# DATA FOR REVIEW
════════════════════
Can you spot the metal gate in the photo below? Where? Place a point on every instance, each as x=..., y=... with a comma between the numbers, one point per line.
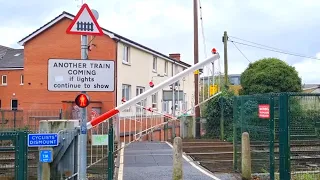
x=13, y=155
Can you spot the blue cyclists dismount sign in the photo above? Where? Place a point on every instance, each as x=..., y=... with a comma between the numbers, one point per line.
x=45, y=156
x=40, y=140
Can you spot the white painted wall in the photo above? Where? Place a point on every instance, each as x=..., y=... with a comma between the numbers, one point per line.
x=139, y=72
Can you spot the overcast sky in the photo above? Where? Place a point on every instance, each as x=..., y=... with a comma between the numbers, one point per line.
x=167, y=26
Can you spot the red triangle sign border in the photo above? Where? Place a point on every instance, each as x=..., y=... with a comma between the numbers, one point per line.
x=75, y=19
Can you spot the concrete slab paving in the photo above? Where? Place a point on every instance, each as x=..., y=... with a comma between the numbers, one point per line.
x=153, y=160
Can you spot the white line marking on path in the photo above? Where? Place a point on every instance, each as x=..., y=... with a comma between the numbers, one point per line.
x=195, y=166
x=120, y=172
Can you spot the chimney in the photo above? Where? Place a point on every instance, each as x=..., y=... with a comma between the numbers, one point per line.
x=175, y=56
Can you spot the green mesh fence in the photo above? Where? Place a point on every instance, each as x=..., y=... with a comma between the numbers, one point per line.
x=304, y=121
x=284, y=139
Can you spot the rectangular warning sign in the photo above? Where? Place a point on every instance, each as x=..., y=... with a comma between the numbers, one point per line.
x=264, y=111
x=80, y=75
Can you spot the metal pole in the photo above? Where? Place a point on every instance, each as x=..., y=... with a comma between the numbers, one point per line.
x=196, y=60
x=83, y=124
x=225, y=41
x=110, y=150
x=173, y=110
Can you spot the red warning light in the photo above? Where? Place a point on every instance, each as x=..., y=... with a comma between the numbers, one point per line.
x=151, y=84
x=214, y=51
x=82, y=100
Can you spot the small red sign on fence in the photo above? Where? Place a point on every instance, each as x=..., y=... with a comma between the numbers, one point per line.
x=264, y=111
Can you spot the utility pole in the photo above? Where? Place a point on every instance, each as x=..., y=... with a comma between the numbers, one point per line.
x=225, y=40
x=83, y=123
x=196, y=60
x=173, y=130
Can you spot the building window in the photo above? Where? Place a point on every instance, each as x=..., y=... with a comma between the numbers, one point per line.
x=165, y=107
x=234, y=80
x=155, y=100
x=14, y=104
x=166, y=68
x=4, y=80
x=140, y=90
x=154, y=64
x=126, y=89
x=21, y=79
x=125, y=54
x=185, y=104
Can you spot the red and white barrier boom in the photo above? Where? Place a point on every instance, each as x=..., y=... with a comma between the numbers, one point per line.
x=151, y=91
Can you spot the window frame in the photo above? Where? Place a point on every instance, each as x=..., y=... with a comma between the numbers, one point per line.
x=2, y=80
x=12, y=104
x=154, y=63
x=143, y=103
x=154, y=97
x=125, y=54
x=21, y=79
x=123, y=93
x=166, y=68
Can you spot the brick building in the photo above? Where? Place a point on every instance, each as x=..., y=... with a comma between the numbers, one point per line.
x=24, y=71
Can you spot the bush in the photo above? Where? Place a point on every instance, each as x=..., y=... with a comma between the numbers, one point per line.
x=213, y=114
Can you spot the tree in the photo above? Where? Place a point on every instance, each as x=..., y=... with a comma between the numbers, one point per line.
x=269, y=75
x=217, y=109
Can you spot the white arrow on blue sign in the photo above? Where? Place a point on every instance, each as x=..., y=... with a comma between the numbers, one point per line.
x=40, y=140
x=45, y=156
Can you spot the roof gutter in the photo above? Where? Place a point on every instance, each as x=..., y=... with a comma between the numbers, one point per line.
x=163, y=57
x=11, y=68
════════════════════
# PROBLEM DETAILS
Copy every line of the data word for word, omitting the images.

# TASK ANSWER
Can you spot the metal gate in the photo below? Where? Place a point on every instance, each as x=..., y=... with a comma between the numbers, one point per line.
x=13, y=155
Can you spot the blue cyclists dismount sign in the photo above? Where? Place a point on every instance, each as x=..., y=... with a comma between the numbers, one point per line.
x=45, y=156
x=40, y=140
Can you spot the white painted wall in the photo above? Where? Place a point on every instance, each as x=..., y=... with a comma between the numbers, one point per line.
x=139, y=72
Can you spot the overcast sky in the photo above? Where? Place a point on every instance, each as x=..., y=... with a comma between the numbers, one point per line.
x=167, y=26
Can you spot the red triangle sign border in the photo above? Where? Place a point on every instance, each as x=..., y=... with a comma between the numbers, one point per line.
x=75, y=19
Can you spot the concrete slab paving in the photo above? Where? Place a point on every instance, each as x=..., y=... with a comma between the numbers, one point per line.
x=153, y=160
Can you spot the white line marking on path in the photo above? Where? Place a point on every instance, each as x=..., y=... with a comma between the numbers, one point per line.
x=195, y=166
x=120, y=172
Can you spot the chimney in the photo above? Where? Place a point on every instance, each as x=..., y=... with a comma between the numbers, one point per line.
x=175, y=56
Can you spot the green mesh fence in the photo above? Where? Place a point on every instance, each as x=..., y=... with a comma between the numbers, one point per line.
x=304, y=121
x=284, y=139
Can you spot the rectangular warning sign in the photo above? Where? Place a point on every instance, each as x=..., y=... with a comma between the numbers, one point per line.
x=264, y=111
x=80, y=75
Can you spot the metal pole in the photo above? Where? Place a point on every instance, each as x=..., y=... with a comma between the numbers, one point per line.
x=196, y=60
x=83, y=124
x=225, y=41
x=110, y=150
x=173, y=110
Can you spot the red warning light in the photo above? Where? Place a point on every instance, each as x=..., y=... with a comma between the numbers, one point per line.
x=151, y=84
x=214, y=51
x=82, y=100
Can you spot the small red sign on fence in the photo above? Where? Place a point on every instance, each as x=..., y=... with a comma between the numbers, one point per line.
x=264, y=111
Can you spot the utility pole in the photo above? Where? Place a point on every instance, each as x=..., y=... with a comma between the numbers, one point per line.
x=225, y=40
x=83, y=123
x=196, y=60
x=173, y=130
Can you spot the building window in the photo above? Where? Place a point on every instance, each as x=..., y=... with a comma between the numbers, one point per line.
x=165, y=107
x=234, y=80
x=155, y=100
x=14, y=104
x=166, y=68
x=4, y=80
x=140, y=90
x=154, y=64
x=126, y=89
x=21, y=79
x=125, y=54
x=185, y=104
Can you spot the red and white barrier boom in the photo above? Where? Place a point on every instance, each as x=..., y=... with a comma between the numbers, one point per line.
x=151, y=91
Can you spot the window frame in the photo above? Where? Place a point on every instance, each as x=..., y=... with a comma between the numbers, one point per line.
x=2, y=80
x=12, y=104
x=154, y=63
x=143, y=103
x=154, y=97
x=125, y=54
x=21, y=79
x=123, y=93
x=166, y=68
Can you spot the brick building in the photo above? Where? Place a point on every instance, each as x=..., y=... with a comma between the numbers, one point per line.
x=24, y=71
Can you spot the bush in the photo above? Where? Place a point on every instance, each as x=..., y=... with a comma between the numbers, one point per line.
x=213, y=114
Can you spot the tree in the photo above? Where? Place a point on every instance, each as x=..., y=... with a comma between the numbers, one point per line.
x=269, y=75
x=217, y=109
Can you spot the white arrow on blue sign in the photo above? Where? Place a point on every instance, each as x=..., y=... with a comma between the numbers, one point per line.
x=40, y=140
x=45, y=156
Can you spot the roof gutter in the photo above? Where? Place a point on every instance, each as x=..., y=... with a comma between the numbers, one point per line.
x=163, y=57
x=11, y=68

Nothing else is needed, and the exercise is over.